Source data
+++

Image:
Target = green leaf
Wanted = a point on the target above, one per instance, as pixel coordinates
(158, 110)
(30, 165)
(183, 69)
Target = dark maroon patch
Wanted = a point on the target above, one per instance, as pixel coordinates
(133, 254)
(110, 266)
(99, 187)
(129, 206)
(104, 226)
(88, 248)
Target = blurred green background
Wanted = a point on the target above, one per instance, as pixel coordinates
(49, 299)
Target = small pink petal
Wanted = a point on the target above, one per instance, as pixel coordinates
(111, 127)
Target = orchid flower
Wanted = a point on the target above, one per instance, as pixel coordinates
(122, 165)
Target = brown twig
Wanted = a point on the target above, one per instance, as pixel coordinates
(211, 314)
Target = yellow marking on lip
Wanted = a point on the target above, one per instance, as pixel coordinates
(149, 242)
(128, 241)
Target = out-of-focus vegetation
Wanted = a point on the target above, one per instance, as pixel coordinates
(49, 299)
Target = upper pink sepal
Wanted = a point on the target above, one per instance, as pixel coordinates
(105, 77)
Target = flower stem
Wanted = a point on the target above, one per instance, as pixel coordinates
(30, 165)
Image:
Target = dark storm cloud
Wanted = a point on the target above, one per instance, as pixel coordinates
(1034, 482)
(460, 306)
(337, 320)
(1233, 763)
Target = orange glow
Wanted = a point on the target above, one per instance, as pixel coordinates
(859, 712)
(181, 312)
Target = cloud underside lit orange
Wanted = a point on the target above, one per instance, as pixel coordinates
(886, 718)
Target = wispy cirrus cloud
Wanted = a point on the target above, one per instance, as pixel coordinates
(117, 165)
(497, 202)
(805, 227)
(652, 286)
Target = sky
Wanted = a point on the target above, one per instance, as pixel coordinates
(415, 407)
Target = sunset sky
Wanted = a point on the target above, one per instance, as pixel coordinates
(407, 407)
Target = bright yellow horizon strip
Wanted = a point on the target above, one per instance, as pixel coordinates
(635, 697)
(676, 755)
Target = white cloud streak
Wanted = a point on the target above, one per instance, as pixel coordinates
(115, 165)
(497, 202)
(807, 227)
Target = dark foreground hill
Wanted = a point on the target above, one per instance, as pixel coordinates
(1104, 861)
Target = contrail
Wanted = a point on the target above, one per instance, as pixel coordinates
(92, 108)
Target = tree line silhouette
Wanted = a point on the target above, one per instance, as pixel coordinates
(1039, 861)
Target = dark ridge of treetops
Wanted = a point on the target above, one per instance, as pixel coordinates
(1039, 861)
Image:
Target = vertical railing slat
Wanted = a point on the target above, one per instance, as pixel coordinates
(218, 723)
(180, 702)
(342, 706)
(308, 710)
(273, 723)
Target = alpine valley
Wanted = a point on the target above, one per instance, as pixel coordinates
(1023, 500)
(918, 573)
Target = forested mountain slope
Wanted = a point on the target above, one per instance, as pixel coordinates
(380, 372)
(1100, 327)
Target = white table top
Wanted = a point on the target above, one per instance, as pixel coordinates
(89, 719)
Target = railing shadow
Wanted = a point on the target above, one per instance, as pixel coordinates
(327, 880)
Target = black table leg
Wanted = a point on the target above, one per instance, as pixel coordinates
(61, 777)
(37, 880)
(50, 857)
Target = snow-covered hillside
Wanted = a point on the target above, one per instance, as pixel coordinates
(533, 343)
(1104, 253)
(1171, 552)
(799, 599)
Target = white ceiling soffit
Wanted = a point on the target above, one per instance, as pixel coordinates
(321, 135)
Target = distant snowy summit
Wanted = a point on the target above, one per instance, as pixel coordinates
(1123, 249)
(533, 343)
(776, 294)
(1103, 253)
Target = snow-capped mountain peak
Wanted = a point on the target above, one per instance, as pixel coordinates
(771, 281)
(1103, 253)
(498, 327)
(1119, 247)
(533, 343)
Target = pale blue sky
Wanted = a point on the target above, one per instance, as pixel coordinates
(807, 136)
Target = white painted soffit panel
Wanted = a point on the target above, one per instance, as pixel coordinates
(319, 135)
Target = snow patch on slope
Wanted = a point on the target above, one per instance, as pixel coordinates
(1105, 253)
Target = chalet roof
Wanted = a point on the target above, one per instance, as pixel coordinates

+++

## WHAT IS ASKED
All of the lines above must be returned exactly.

## ANSWER TO THIS PROBLEM
Image:
Target = green leaf
Wanted = a point on the target above, one per instance, as pixel coordinates
(158, 110)
(30, 165)
(183, 69)
Target = dark maroon patch
Wanted = a point on the target above, one per instance, as pixel coordinates
(133, 254)
(110, 266)
(99, 187)
(129, 206)
(104, 226)
(88, 248)
Target = blurred green background
Wanted = a point on the target above, one per instance, as pixel coordinates
(49, 299)
Target = small pink petal
Wanted = a point on the target above, one per instance, as pixel coordinates
(111, 127)
Target = orchid flower
Wanted = a point on the target above, one per instance, as pixel coordinates
(122, 165)
Target = brown twig
Wanted = a point on the target above, one per instance, as pixel coordinates
(211, 314)
Target = yellow marking on lip
Wanted = a point on the target above, one per instance, as pixel coordinates
(149, 242)
(128, 241)
Target = out-of-focus vegetation
Wanted = a point on the target above, one per instance, as pixel coordinates
(49, 299)
Target = upper pink sepal
Wanted = a point on the target above, one per instance, as pixel coordinates
(105, 77)
Target = flower stem
Wanted = a point on the target above, one per instance, as pixel coordinates
(30, 165)
Image:
Target = dark storm cloud
Wanted = a point on the target above, one per instance, as pixel coordinates
(1034, 482)
(460, 306)
(337, 320)
(1233, 763)
Target = orange glow
Wanted = a point on the target above, one per instance, as pixel coordinates
(859, 712)
(181, 312)
Target = cloud underside lit orange
Wanted = a point on the target above, one per instance, as pixel coordinates
(886, 718)
Target = wispy cirrus cloud
Wanted = a point on the target above, one per instance, as pixel coordinates
(117, 165)
(497, 202)
(805, 227)
(652, 286)
Target = sky
Wanted = a point on the target above, one per instance, as pixel coordinates
(415, 407)
Target = sunset sky
Wanted = a point on the target above, one per instance, as pixel coordinates
(407, 407)
Target = bright yellow horizon strip
Wanted = a point on the target above, one per instance, as pixel coordinates
(635, 697)
(676, 755)
Target = white cloud streak
Wanted = a point on the target above, one per instance, as pixel coordinates
(115, 165)
(497, 202)
(807, 227)
Target = dark foreground hill
Wanted = a point on the target above, one per instance, as pixel coordinates
(1104, 861)
Target = contrail
Wanted = a point on the target above, one per instance, as pixel coordinates
(92, 108)
Target = tree line silhouette
Wanted = a point on the target above, one per instance, as pixel coordinates
(1039, 861)
Target = dark ridge of treetops
Wanted = a point on the target above, one per instance, as pixel coordinates
(1039, 861)
Image:
Target = vertical railing slat
Wanted = a point on the target above, one per instance, as pixel coordinates
(218, 723)
(180, 702)
(342, 706)
(308, 710)
(273, 723)
Target = alpine valley
Wanted = a point on the target above, one per instance, as pixel coordinates
(1023, 500)
(918, 573)
Target = forested mountain slope
Wanted = a point on the target above, one per instance, as pixel coordinates
(380, 372)
(1100, 327)
Target = white table top
Wanted = a point on the target above, one per instance, as pixel coordinates
(89, 719)
Target = railing shadow
Wanted = a point on the target above, one per instance, as pixel coordinates
(327, 880)
Target = black table leg
Wanted = a point on the target above, one per instance, as pixel coordinates
(61, 777)
(37, 880)
(50, 857)
Target = snow-covered hillside
Wanted = a point on the target above, one per instance, as pixel coordinates
(533, 343)
(1104, 253)
(1171, 552)
(799, 599)
Target = white ceiling soffit
Wanted = a point on the target above, one per instance, as pixel coordinates
(321, 135)
Target = distant snowy summit
Wanted = a point on the target above, one per instance, as pixel coordinates
(1123, 249)
(533, 343)
(776, 294)
(1103, 253)
Target = snow-capped mountain peak
Wanted = a point on the target above, one per instance, as pixel coordinates
(771, 281)
(1103, 253)
(498, 327)
(1119, 247)
(533, 343)
Target = pale blue sky
Wanted = a point on the target above, one per instance, as pixel coordinates
(807, 136)
Target = white painted soffit panel
Wanted = a point on the target above, one per instance, as pixel coordinates
(319, 135)
Target = snow patch on slope
Wanted = a point on the target above, one per instance, as pixel coordinates
(1105, 253)
Target = chalet roof
Wanted = a point on the target above, one per instance, as pixel coordinates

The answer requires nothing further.